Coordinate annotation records
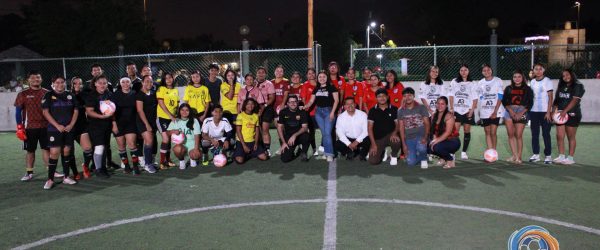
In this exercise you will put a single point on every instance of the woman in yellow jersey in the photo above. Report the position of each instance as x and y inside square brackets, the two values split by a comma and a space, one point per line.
[229, 95]
[247, 127]
[168, 101]
[196, 95]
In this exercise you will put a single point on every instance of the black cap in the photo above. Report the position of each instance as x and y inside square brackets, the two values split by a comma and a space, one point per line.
[381, 91]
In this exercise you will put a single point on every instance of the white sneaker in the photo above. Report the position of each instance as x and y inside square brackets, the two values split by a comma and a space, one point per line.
[68, 180]
[568, 161]
[150, 168]
[534, 158]
[48, 185]
[27, 177]
[393, 161]
[559, 159]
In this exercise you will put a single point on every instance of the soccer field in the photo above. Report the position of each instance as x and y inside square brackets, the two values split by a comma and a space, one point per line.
[348, 205]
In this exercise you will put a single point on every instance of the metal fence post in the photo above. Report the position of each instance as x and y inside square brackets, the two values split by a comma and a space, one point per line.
[64, 68]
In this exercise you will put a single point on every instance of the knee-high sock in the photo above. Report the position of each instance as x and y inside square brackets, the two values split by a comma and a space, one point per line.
[467, 140]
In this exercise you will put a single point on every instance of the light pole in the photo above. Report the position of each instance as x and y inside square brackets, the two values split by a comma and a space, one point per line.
[369, 27]
[493, 24]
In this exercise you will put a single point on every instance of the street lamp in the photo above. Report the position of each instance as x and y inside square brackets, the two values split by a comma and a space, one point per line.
[369, 27]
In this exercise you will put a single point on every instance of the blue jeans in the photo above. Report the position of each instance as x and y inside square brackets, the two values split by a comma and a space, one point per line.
[417, 151]
[326, 126]
[537, 121]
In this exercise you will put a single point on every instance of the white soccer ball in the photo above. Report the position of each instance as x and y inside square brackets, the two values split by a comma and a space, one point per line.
[107, 107]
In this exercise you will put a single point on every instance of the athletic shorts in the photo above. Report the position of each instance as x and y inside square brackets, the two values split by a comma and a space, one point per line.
[488, 122]
[516, 109]
[35, 136]
[58, 139]
[126, 128]
[163, 124]
[268, 115]
[100, 136]
[574, 120]
[141, 127]
[239, 150]
[463, 119]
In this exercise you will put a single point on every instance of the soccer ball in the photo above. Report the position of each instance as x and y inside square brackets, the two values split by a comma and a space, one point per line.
[107, 107]
[557, 120]
[177, 138]
[220, 160]
[490, 155]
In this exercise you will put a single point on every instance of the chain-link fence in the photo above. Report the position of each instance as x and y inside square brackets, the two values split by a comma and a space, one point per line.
[180, 64]
[412, 63]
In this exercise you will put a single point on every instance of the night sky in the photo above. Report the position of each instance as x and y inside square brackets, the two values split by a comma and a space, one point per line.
[407, 22]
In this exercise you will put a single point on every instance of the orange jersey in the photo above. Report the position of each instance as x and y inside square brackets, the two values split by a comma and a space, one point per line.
[395, 94]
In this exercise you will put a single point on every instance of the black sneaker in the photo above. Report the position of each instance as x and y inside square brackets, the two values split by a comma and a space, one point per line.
[102, 174]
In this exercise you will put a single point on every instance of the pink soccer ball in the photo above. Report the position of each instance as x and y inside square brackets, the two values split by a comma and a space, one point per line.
[107, 107]
[220, 160]
[178, 138]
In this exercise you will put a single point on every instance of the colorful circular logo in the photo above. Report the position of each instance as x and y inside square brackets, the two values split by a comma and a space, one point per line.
[532, 237]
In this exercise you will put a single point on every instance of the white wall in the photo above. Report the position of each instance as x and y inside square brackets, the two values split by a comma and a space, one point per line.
[590, 103]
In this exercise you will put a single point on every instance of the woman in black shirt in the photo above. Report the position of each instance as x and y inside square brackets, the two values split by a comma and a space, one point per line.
[325, 96]
[566, 102]
[146, 104]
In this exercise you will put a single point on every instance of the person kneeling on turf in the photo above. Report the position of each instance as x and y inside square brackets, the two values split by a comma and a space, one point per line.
[352, 131]
[292, 128]
[247, 132]
[216, 134]
[190, 128]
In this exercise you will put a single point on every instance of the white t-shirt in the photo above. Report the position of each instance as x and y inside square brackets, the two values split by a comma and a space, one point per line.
[216, 132]
[490, 93]
[431, 92]
[464, 94]
[540, 94]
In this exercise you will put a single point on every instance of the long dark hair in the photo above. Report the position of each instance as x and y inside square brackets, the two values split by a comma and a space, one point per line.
[255, 110]
[391, 84]
[459, 77]
[442, 125]
[190, 122]
[570, 85]
[438, 80]
[520, 72]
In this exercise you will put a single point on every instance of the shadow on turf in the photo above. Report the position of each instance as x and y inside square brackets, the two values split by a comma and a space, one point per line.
[490, 174]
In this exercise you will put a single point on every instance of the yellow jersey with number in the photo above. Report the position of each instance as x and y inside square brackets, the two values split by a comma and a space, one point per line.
[171, 99]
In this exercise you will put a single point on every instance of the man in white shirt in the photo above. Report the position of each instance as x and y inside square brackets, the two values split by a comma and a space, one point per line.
[541, 114]
[352, 130]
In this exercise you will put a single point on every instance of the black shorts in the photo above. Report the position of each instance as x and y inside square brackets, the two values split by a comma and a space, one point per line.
[100, 135]
[463, 119]
[35, 136]
[488, 122]
[141, 127]
[126, 128]
[58, 140]
[573, 121]
[163, 124]
[239, 150]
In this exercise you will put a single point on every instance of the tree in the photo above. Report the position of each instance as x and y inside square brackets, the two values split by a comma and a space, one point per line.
[88, 27]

**Directions:** Copy out the stretch of lines from the one containing "man in white" through the last line, keeping the requests as they are. Multiply each coordinate in the answers by 0.9 and round to a whole number (halves go up).

**Answer for the task:**
In this exercise you will put a single point on every instance of the man in white shirt in the photo above. Report the position of each instance as x and y inside square brackets, the two values split by a comma and a space, one point per line.
[487, 103]
[317, 117]
In this exercise you will put a single point on every instance of the black shorts in the photo above. Report the position of each instance as x and y inside square brackets, the two values split by a comma and a space, one point per line.
[90, 122]
[417, 107]
[32, 122]
[439, 110]
[127, 114]
[113, 115]
[52, 126]
[516, 109]
[147, 112]
[215, 135]
In this exercise you will put a single point on every instance of the tree in the photo above. Report the position of each instance as x and y inside square brackets, the two values split by a comma and a space, one point per line.
[79, 24]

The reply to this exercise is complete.